AVAILABLE RECORDS:

◆ ◆ ◆ ◆ ◆

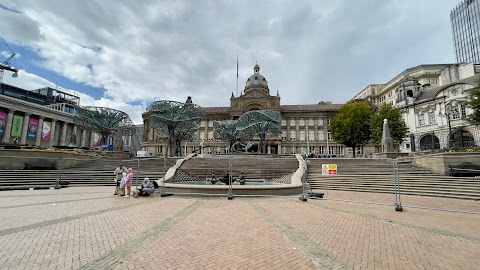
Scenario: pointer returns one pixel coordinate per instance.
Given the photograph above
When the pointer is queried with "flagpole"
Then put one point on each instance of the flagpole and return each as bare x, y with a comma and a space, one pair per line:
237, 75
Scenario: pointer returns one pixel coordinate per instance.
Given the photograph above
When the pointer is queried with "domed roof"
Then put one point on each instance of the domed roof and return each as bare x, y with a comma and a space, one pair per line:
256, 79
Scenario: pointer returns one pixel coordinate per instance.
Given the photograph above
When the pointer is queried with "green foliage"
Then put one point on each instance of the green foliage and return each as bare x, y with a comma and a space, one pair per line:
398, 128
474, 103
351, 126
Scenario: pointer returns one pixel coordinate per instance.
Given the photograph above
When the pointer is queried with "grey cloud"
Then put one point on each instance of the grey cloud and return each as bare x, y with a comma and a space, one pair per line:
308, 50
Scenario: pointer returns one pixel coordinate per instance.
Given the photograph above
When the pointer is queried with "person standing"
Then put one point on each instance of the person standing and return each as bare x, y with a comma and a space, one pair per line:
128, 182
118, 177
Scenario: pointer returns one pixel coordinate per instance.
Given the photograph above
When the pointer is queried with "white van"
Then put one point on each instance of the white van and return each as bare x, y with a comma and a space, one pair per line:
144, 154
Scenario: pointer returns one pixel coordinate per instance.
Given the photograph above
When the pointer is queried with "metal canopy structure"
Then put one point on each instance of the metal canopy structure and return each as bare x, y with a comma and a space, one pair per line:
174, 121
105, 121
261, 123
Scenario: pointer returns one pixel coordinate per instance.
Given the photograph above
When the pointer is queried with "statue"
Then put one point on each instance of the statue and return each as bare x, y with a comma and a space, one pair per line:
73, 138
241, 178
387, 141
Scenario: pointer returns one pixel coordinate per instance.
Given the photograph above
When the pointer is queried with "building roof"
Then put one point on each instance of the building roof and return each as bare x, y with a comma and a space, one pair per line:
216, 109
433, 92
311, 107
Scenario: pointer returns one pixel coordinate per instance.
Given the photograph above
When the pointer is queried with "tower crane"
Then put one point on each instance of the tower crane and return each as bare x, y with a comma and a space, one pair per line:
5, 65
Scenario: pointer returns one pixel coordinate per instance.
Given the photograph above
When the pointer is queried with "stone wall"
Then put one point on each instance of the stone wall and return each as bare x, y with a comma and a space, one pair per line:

◆ ◆ ◆ ◆ ◆

AIM:
Do not copy the pictures, but repeat every line exactly.

EXERCISE RESULT:
Scenario: pointer returns one pixel coordinate per instance.
Given the photograph above
When the pointer is queried with "flagpole"
Then put one point on each instance of the flagpole and return each as bare x, y with a comma and a space, one pair per line:
237, 75
Scenario: pointer returns one pixel coordinate per instance.
Given the photograph above
When the pointer is queried with "domed roof"
Then put one point on each instance of the domed roof and return each as bare x, y with a comma and a space, one pair per line:
256, 79
Scenario: pointer returns one pixel coordinate per instance.
Given the photograph above
When the pointer is queried with "green foliage"
Then put one point on each instance of the green foliage and return each as bare x, y with a comma and a space, one pair per line:
398, 128
474, 103
351, 126
Scenario: pointer returns one pixel coordinate per instance.
Given the photograph above
When the pointer is queried with "grey cloud"
Then put one point on each instance of the grey cloud and return each as bare x, y with a comma and a space, one pair per line:
308, 50
Scenario: pointer returns one pixel coordinate per instance.
Given the photograph above
When the pointer is queried with "person standing"
Then put one point on each instance of the person standing and return each as bare x, y with a comma and a space, one pair per line:
128, 182
118, 177
Scenario: pointer returns one pixel coordinate per instance.
Given the photograph above
When the pointer is queried with "white van"
Then put one point on each instance of the white van and return each as bare x, y with a comma and a space, one pair per line:
144, 154
Scenario: pointer returns one pixel coordinate per instance.
Given the photograph above
When the pointer is queried with "metal canopy structure"
Then put one point on each instance of the metal canopy structure and return each as bare x, y with a comma and a space, one pair per line:
174, 121
105, 121
261, 123
Scenario: pointer returns one pixel coordinate per instance.
Given the photograph above
When the pointer is queried with "statue"
Then put one point on each instance of the statue and return each as bare x, y with a comma and a space, one pair per line:
73, 138
241, 178
387, 141
Scenario: pointer returns one pixel coordinate per instance.
Given the photograph above
When the pointer is queried with "building roof"
Then put one point on each instance of the building roof and return each as bare x, y with a comma and a space, one pair per line:
216, 109
433, 92
311, 107
Scenario: pointer returns one pixel coordinate per instance.
Given the photograph above
When the pointer is queried with "tower crane"
Then put one point on each instance of the tower crane and return each as bare x, y with a comma and a space, one pair per line:
5, 65
Scenario: pointer returns one pixel coordinate per instance.
Given the photograph above
When the pointer is queried with "stone wall"
Then put one point on each instance of the stone wall and return each as bare x, y with a comma and a space, one pair per line:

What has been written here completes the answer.